▶ [Activity] Count up the lines below containing the word "overcast", and give the result with no other words.
===== Exercise materials
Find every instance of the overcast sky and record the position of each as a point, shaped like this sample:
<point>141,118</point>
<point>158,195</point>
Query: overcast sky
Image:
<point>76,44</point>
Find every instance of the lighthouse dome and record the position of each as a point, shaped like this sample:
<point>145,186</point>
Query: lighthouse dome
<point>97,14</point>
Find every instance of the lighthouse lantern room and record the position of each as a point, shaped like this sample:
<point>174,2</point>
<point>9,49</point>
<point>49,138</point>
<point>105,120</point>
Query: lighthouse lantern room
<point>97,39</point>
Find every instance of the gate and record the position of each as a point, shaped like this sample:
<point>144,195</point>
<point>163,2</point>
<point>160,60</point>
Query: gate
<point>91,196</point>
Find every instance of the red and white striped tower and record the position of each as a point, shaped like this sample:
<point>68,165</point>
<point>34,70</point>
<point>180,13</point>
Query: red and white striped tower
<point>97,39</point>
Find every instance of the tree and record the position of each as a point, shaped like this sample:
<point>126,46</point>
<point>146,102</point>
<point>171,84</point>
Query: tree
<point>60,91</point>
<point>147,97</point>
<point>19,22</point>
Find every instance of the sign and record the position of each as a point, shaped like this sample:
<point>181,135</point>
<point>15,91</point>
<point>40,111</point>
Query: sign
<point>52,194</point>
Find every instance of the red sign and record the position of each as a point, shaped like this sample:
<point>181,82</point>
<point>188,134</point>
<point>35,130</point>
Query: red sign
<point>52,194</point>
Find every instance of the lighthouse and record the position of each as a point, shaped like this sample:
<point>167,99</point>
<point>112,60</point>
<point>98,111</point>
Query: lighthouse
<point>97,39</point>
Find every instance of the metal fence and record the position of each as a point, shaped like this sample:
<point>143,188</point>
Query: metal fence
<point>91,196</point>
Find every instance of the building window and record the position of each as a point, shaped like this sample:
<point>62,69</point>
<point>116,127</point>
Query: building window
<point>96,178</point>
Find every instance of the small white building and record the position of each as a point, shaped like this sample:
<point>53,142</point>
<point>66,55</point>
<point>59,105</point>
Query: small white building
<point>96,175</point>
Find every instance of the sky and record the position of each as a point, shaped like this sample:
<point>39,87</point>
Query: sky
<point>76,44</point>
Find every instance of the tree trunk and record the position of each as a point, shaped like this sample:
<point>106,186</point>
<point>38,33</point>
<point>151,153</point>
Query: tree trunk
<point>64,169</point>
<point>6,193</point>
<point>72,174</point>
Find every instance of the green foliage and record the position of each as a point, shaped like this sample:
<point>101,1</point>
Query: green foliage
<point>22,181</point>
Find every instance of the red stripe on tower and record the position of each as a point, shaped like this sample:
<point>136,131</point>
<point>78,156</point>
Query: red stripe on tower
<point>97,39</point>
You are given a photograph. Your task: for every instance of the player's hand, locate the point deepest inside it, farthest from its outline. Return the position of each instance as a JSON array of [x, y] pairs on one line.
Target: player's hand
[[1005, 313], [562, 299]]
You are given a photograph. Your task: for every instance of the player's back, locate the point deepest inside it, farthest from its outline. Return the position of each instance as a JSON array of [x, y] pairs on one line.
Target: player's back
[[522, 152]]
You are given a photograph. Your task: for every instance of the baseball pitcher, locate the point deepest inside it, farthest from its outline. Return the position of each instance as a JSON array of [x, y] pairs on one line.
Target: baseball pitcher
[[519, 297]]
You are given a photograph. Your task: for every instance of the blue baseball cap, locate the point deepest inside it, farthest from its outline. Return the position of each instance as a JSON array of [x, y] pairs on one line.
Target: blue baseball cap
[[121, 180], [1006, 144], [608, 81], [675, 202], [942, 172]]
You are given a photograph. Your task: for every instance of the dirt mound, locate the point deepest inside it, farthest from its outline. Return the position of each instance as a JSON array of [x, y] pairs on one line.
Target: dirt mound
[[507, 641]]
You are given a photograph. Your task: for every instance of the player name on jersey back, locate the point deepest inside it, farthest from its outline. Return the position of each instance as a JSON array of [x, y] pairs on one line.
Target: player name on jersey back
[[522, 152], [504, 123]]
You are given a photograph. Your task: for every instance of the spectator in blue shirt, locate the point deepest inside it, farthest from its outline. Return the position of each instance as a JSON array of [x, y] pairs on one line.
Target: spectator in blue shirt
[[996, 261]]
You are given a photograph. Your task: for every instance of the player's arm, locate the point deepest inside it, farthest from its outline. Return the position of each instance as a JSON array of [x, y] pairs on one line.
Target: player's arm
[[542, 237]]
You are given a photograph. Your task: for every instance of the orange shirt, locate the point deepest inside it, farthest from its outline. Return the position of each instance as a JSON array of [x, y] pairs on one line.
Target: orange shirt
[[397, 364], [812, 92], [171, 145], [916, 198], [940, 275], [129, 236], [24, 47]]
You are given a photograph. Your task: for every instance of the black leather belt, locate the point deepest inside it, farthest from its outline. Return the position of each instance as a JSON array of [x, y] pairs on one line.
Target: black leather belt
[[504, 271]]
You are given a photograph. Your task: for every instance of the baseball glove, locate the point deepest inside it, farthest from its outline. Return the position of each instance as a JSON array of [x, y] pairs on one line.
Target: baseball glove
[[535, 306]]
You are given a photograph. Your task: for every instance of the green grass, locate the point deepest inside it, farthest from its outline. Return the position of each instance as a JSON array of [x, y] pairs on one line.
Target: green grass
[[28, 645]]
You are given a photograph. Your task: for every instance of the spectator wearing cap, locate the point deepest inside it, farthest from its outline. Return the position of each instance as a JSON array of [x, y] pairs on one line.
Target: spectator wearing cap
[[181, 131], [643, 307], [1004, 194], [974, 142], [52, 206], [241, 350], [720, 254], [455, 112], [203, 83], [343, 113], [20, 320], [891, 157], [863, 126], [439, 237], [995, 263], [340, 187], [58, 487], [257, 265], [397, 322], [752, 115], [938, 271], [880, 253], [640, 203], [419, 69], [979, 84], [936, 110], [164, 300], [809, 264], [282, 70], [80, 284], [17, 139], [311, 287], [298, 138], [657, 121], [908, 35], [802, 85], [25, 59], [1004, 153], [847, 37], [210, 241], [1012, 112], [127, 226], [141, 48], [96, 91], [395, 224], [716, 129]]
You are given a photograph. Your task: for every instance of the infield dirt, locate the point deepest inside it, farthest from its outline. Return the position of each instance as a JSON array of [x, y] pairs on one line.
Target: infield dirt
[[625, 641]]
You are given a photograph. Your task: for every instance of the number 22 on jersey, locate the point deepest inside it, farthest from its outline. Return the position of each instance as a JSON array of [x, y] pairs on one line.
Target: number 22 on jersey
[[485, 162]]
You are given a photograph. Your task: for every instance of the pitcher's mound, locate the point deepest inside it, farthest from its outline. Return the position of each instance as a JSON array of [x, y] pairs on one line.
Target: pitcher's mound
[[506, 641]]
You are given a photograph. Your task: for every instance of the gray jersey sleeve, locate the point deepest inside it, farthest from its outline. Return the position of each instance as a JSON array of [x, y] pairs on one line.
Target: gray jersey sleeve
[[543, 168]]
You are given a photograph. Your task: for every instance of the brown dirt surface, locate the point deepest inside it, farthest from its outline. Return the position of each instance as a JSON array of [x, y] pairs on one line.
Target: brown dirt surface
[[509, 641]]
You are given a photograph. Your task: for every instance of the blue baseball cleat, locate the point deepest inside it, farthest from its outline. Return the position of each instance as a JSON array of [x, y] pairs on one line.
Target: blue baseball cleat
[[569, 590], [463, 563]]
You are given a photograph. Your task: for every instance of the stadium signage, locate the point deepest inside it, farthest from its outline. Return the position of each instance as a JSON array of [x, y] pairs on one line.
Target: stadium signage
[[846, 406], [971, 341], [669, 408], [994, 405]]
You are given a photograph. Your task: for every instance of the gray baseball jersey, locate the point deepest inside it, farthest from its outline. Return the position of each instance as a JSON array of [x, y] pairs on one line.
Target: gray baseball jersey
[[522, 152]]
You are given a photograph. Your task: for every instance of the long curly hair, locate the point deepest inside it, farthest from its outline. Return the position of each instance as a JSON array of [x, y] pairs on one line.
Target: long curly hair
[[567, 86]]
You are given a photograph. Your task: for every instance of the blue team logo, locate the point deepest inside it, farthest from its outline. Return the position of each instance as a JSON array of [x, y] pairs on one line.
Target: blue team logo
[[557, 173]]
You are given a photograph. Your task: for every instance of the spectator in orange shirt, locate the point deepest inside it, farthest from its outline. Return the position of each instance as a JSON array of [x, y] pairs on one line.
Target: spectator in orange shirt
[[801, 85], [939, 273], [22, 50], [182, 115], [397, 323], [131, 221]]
==========
▶ [Result below] 2